__Records for the exercise__:
◇ ◇ ◇ ◇
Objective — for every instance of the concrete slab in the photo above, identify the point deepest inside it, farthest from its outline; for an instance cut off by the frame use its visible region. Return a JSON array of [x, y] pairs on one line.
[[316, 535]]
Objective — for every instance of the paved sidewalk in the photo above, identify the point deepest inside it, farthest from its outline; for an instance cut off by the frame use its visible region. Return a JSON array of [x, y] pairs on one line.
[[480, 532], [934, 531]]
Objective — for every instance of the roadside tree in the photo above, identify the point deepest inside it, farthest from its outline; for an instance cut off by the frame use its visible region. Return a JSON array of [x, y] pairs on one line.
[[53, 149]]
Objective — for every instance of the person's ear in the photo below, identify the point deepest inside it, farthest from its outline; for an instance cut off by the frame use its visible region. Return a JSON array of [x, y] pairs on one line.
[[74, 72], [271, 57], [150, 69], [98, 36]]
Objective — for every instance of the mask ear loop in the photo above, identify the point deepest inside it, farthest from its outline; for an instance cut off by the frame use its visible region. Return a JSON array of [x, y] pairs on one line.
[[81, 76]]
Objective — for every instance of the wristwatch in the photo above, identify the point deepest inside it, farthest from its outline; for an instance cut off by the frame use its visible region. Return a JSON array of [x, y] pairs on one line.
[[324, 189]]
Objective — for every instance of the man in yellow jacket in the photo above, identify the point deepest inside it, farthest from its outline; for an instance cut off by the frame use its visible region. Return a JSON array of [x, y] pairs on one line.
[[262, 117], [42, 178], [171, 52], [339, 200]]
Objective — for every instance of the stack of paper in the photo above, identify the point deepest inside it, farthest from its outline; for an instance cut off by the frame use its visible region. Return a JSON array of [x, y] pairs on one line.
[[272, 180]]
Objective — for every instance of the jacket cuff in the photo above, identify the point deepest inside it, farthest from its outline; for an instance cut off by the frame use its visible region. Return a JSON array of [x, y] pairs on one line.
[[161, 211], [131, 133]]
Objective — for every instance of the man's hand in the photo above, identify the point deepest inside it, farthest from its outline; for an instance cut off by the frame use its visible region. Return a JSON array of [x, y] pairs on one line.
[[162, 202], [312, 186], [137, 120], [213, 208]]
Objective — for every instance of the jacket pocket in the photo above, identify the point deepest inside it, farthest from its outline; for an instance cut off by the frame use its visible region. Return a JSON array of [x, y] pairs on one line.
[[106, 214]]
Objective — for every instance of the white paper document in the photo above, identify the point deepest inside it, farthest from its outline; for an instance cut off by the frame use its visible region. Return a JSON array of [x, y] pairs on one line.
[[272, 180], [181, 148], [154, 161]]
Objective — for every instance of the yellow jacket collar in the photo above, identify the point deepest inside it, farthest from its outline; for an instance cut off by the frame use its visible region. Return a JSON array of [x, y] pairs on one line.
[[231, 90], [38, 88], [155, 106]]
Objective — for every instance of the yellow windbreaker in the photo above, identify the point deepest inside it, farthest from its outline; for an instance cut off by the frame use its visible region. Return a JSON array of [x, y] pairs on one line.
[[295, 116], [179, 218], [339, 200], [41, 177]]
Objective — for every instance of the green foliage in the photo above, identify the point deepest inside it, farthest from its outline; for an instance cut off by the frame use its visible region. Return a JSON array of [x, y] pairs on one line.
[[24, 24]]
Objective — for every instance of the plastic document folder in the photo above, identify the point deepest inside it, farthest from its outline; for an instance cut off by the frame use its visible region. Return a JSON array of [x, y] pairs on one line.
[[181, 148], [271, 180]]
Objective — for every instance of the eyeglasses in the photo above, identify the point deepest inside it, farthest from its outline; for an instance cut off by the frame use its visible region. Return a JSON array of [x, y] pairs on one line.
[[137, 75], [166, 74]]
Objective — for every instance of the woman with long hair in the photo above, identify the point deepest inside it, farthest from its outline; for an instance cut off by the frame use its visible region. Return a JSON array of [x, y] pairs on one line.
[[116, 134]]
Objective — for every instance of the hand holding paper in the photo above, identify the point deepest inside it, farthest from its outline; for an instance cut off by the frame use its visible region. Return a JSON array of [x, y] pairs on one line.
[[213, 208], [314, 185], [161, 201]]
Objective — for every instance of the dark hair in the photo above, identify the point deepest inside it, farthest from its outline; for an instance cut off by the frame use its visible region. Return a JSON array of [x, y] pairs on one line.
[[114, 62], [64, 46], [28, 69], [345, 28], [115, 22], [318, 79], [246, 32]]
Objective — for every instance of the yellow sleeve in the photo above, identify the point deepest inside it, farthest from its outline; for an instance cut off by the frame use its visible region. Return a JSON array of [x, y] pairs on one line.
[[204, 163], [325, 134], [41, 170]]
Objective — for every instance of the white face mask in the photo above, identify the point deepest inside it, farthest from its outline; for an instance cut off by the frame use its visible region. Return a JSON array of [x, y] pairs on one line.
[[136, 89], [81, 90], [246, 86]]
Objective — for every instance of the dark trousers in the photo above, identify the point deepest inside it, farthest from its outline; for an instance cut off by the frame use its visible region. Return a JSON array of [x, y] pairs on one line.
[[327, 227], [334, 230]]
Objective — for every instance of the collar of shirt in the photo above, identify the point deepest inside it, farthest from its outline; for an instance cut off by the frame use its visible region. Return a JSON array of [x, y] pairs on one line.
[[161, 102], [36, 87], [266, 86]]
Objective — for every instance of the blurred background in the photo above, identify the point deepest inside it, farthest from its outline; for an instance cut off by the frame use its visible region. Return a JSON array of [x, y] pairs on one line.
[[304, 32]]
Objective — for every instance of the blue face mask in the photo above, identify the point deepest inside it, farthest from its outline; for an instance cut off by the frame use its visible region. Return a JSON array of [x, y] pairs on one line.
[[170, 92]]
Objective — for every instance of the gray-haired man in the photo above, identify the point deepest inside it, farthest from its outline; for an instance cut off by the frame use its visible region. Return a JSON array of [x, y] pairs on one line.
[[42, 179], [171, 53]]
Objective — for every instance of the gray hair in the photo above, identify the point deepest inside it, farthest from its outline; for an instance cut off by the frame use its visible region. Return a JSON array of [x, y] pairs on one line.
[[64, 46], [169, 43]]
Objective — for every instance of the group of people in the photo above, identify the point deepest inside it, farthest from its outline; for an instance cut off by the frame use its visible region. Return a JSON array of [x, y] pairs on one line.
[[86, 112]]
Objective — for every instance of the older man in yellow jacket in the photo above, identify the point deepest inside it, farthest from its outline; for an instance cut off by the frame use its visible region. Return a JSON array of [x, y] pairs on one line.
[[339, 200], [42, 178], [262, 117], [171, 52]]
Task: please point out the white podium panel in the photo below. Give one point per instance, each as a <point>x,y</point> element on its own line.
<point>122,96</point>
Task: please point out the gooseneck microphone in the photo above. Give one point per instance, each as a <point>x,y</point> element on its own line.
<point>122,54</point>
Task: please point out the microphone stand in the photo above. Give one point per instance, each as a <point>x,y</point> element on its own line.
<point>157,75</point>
◇ ◇ ◇ ◇
__Work to complete__: The complete listing, transcribed exactly, is the expected answer.

__Result for this task__:
Objective — for every instance of the concrete slab in the photo above, identify the point deepest inside it, farthest from its outline; for an instance cut off by the frame use its visible region. Return a JSON array of [x, y] pairs on one line.
[[316, 535]]
Objective — for every instance of the paved sidewalk in the photo above, identify the point deepest inside it, farthest from its outline; for an instance cut off by the frame use its visible region. Return a JSON array of [x, y] pairs on one line.
[[480, 532], [934, 531]]
Objective — for every instance of the roadside tree in the photo above, identify the point deepest inside it, farthest from its outline; for an instance cut off by the frame use its visible region. Return a JSON array of [x, y] pairs on one line.
[[53, 149]]
Objective — for every instance of the person's ear in the photo below, identify the point deepest inside it, farthest from its outline; for an instance cut off by the frame use its visible region. Return a JSON array of [x, y] pairs on one line.
[[74, 72], [271, 57], [150, 69], [98, 36]]
Objective — for every instance of the mask ear loop in the photo above, identify the point deepest inside it, farthest from its outline; for an instance cut off by the frame use its visible region. Return a JSON array of [x, y] pairs on one line.
[[81, 76]]
Objective — for every instance of the wristwatch in the photo above, identify the point deepest inside it, farthest from its outline; for an instance cut off by the frame use its visible region. Return a JSON array of [x, y] pairs on one line.
[[324, 189]]
Objective — for every instance of the man in yellow jacket in the photo above, identify the point deepest inside it, farthest from its outline; for an instance cut off by the frame use its visible region. Return a JSON array of [x, y] pairs on one line.
[[262, 117], [42, 178], [171, 52], [339, 200]]
Objective — for every instance of the stack of paper in the photo above, identify the point deepest inside it, farthest from its outline; for an instance cut off by the frame use its visible region. Return a JSON array of [x, y] pairs on one line.
[[272, 180]]
Objective — for every instance of the jacket cuff in the photo above, identify the point deepest inside it, farthest from its outline; for an instance cut off by the frame use its visible region. Return a JSON array of [x, y] pairs on one line.
[[161, 211], [131, 133]]
Objective — for every instance of the man's hand in the photo above, identify the point deepest inside it, farthest from its outline; for an instance cut off by the frame use its visible region. Return a JSON array of [x, y] pairs on one line.
[[162, 202], [312, 186], [137, 120], [213, 208]]
Objective — for every instance of the jacket pocket in the photo above, identify the point deepest inside it, farthest from its outline; for an instance cut off by the frame use its visible region. Return a JSON array of [x, y] pairs on one line.
[[106, 214]]
Objective — for every instance of the white paper document in the photo above, identify the point deepest inside it, farthest from its outline; for an instance cut off by the frame use its visible region. Return a JSON array of [x, y] pairs on one line.
[[272, 180], [181, 148], [154, 161]]
Objective — for every instance of the yellow jacket collar in the photo above, identify the point deepest inside it, farthest from its outline; for an instance cut off by the frame use its visible region. Return a JSON array of [x, y] pairs on one line.
[[231, 90], [38, 88], [155, 106]]
Objective — for every instance of the yellow windbreaker in the photo above, identify the point deepest inside it, farthest from its outline; for an instance cut off by the frame use its visible region. Return a JSON array of [x, y] pairs on one line.
[[295, 116], [179, 218], [339, 200], [41, 177]]
Objective — for every instance of the green foliage in the photo above, identify the point deepest inside it, farthest from its outline; for an instance cut off by the frame use its visible region. Return a JSON array of [x, y] pairs on one line.
[[24, 24]]
Objective — for every instance of the plastic document folder in the photo above, identify the point deepest inside it, farthest from its outline; for an instance cut off by the frame use its visible region. Return a JSON array of [x, y] pairs on one line.
[[181, 148], [271, 180]]
Objective — for every instance of the eyeglasses in the photo above, identify the point deepest inside it, farthest from its outline; for an instance cut off by the frame use its visible region. Return a JSON array of [x, y] pairs on one line.
[[137, 75], [166, 74]]
Objective — for every instance of the woman with long hair in the photo above, identify the point deepest inside it, farthest from its outline; for an instance cut off by the frame use its visible region. Return a JSON array of [x, y] pairs on one line.
[[116, 134]]
Objective — for every instance of the hand holding paper in the photo above, identify the point deepest inside it, farthest from its outline; for an instance cut off by the frame use its visible region. Return a JSON array of [x, y] pairs on one line.
[[213, 208], [314, 185], [161, 201]]
Objective — for every instance of the dark hair in the photo above, identify the point deepest inside it, farthest from its outline; for an instance cut off by the frame use its visible region. Return a JSON array of [x, y] pairs on one line.
[[114, 62], [64, 46], [28, 69], [345, 28], [115, 22], [318, 79], [246, 32]]
Objective — for every instance of the yellow sleeve in the photo above, identify the point deepest inside it, farthest from its outline; for an instance cut off by the frame use its visible region. Return a JSON array of [x, y] pairs on one line.
[[204, 163], [325, 134], [41, 170]]
Objective — for every instance of the white face mask in the photo above, identify the point deepest inside it, farthest from its outline; for an instance cut off by the frame use its visible region. Return a JSON array of [x, y] pairs on one line.
[[136, 89], [81, 90], [246, 86]]
Objective — for every instance of the dark trousers in the photo above, identify the point deepest inside it, farthest from its outline; for an instance cut off by the frame use its visible region. Return a JSON array of [x, y] pairs on one line.
[[327, 227], [334, 230]]
Objective — for every instance of the collar of shirt in the photo above, identify the point deepest inside it, farthest from its outline; for an instance cut off by the frame use its visible region. Return a JSON array of [x, y] pairs on one line.
[[161, 102], [36, 87], [266, 86]]
Objective — for every instance of the blurred background in the photo above, identify the point deepest inside it, farthest from its outline; for an instance cut off by the frame use its visible region. Return a JSON array of [x, y] pairs on one line.
[[304, 32]]
Objective — for every instance of the blue face mask in the photo above, identify the point deepest inside it, farthest from its outline; for an instance cut off by the frame use its visible region. Return a JSON array of [x, y] pairs on one line.
[[170, 92]]
Objective — for every instance of the gray-haired man in the photo above, identify the point deepest inside it, farthest from its outline; for an instance cut off by the frame use its visible region. Return a JSON array of [x, y] pairs on one line.
[[42, 179], [171, 53]]
Objective — for every instance of the gray hair in the photo above, identify the point deepest inside it, farthest from its outline; for an instance cut off by the frame use its visible region. Return a JSON array of [x, y] pairs on one line.
[[64, 46], [169, 43]]
Objective — for every instance of the group of people in the photo above, identify the point deepest inside it, farthest from its outline; for an instance cut off by the frame use its visible region. Return a JSON array of [x, y] pairs on one line.
[[86, 112]]
Objective — for every instance of the older man in yellow jacket in the photo above, identify the point deepest inside it, farthest from its outline; for an instance cut off by the frame use its visible region. Return a JSON array of [x, y] pairs on one line.
[[339, 200], [42, 178], [262, 117], [171, 52]]
Task: please point out the white podium panel in the photo below. Give one point per instance, each as a <point>x,y</point> element on its own line.
<point>122,96</point>
Task: please point out the gooseneck microphone in the photo above. Give one point per instance, each as a <point>x,y</point> element on its own line.
<point>122,54</point>
Task: please point out the microphone stand in the photo above. Give one point per instance, each as a <point>x,y</point> element on its own line.
<point>157,75</point>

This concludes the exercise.